[EXCERPTED PASSAGE]
● ● ● ●
Connecticut residents are joining our feathered friends and opting for full time residency in states like Florida in order to avoid Connecticut's estate tax. Much ado about nothing? Not according to a recent report produced by the Connecticut Department of Revenue Services in February of 2008 (the, "Report"). The Report was generated in response to a legislative request to conduct a study of the Connecticut estate tax and included a study on Connecticut household migration patterns from 2002 until 2006. According to the Report, a total of 175,700 households left Connecticut during that four-year period, and 27,773 of those households changed domicile from Connecticut to Florida. In an effort to explain that migration, practitioners in the legal, accounting and estate planning fields were asked to complete surveys based on their client activity. Based on responses from those practitioners, 52.6% said that their Connecticut clients have changed domicile to Florida based primarily on avoiding the Connecticut estate tax. Another 24.3% reported that their clients changed domicile partially due to the Connecticut estate tax. Understandably, states like Florida, Nevada, Arizona and California provide attractive alternatives to colder than average winters, high rainfall and Connecticut estate taxes. Currently, none of those states impose an estate tax and Florida does not have a state, estate or income tax.
What's at Stake?
If you own over $2 million, quite a bit. The current Connecticut estate tax rates range from 5% to 16% depending on the size of the estate. An estate that exceeds $2 million will be taxed on the entire estate, including the first $2 million. For example, a Connecticut resident who dies with an estate greater than $10 million would pay over $600,000 in additional estate tax for the privilege of dying in Connecticut, reducing any inheritance to his or her family considerably.1 Non-residents who own real or personal property in Connecticut are also subject to its estate tax. Many residents are opting for their own method of planning by migrating to states like Florida. According to the Report, Connecticut residents are flocking south in growing numbers. 1 This calculation takes into consideration that the taxpayer is allowed a deduction for the state estate tax due to Connecticut on his federal estate tax return, thereby reducing the amount subject to federal estate tax.
Who is Losing Out?
● ● ● ●
[GOAL] Carry on the passage about Connecticut's estate tax and residents moving to Florida, writing the section that follows its final heading, "Who is Losing Out?"

[RECORDED INFORMATION]
● ● ● ●
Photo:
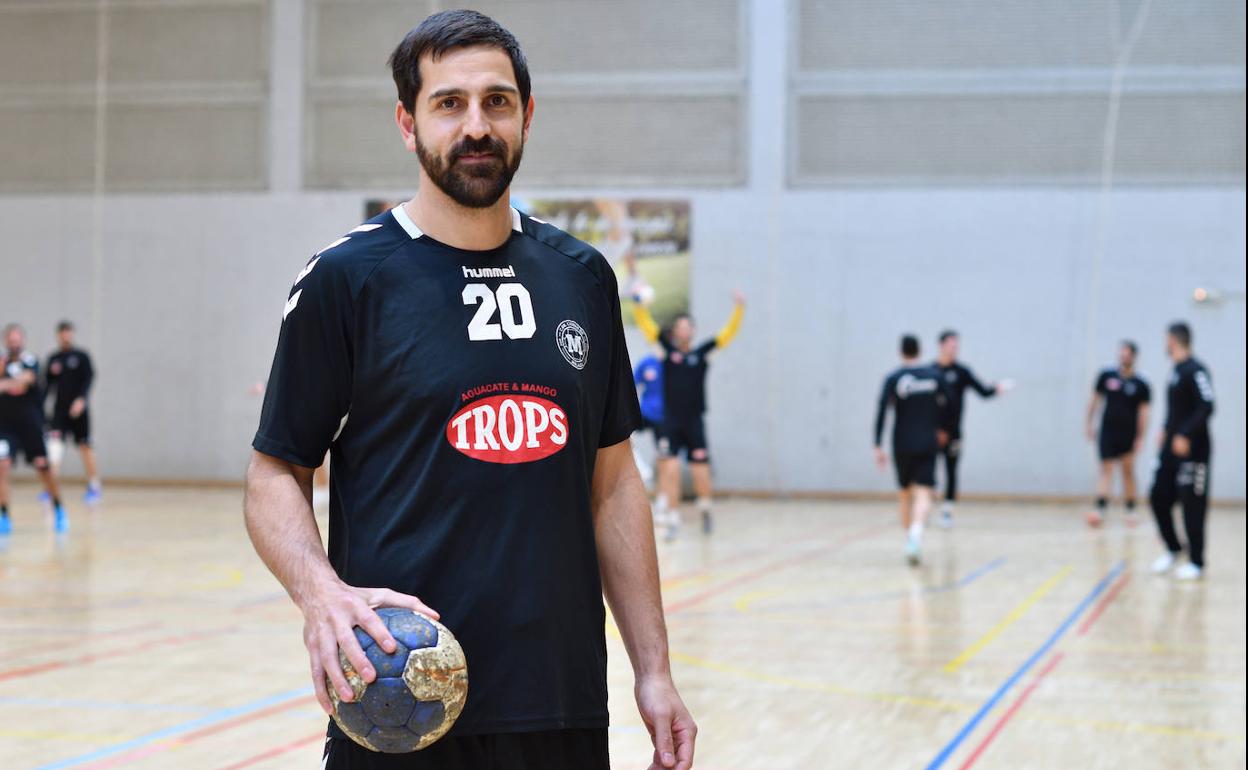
● ● ● ●
[REPLY TO THE TASK]
A considerable amount of wealth is leaving Connecticut to be spent in other states. With that migration, Connecticut suffers a loss of consumerism, our communities and schools loose additional tax dollars and the state suffers an economic loss. During the four-year study period, Connecticut had a net loss of more than $1.2 billion in adjusted gross income due to migration of its residents to other states. Connecticut's limited growth in employment, personal income, gross state product and population was below the national average and significantly lower than those states that do not impose an estate tax. While not conclusive, the data compiled in the Report suggests a correlation between Connecticut's estate tax and its struggling economy. With such an impact on the Connecticut economy, readers may wonder why Connecticut still has an estate tax. A key reason, of course, is revenue. The Connecticut estate tax brought in over $150 million of revenue in the 2006-2007 fiscal year. Determining whether that revenue outweighs the loss of consumer spending continues to be debated. There have been efforts to have the Connecticut estate tax repealed, but those efforts have not been successful. In 2006, Governor Rell proposed a plan to phase out the Connecticut estate tax, but the plan was met with skepticism and claims of class bias. It is important to note that in addition to an economic loss, this migration also results in a more human loss. Connecticut is losing a good portion of its volunteer base, seasoned town leaders and vital members of local communities.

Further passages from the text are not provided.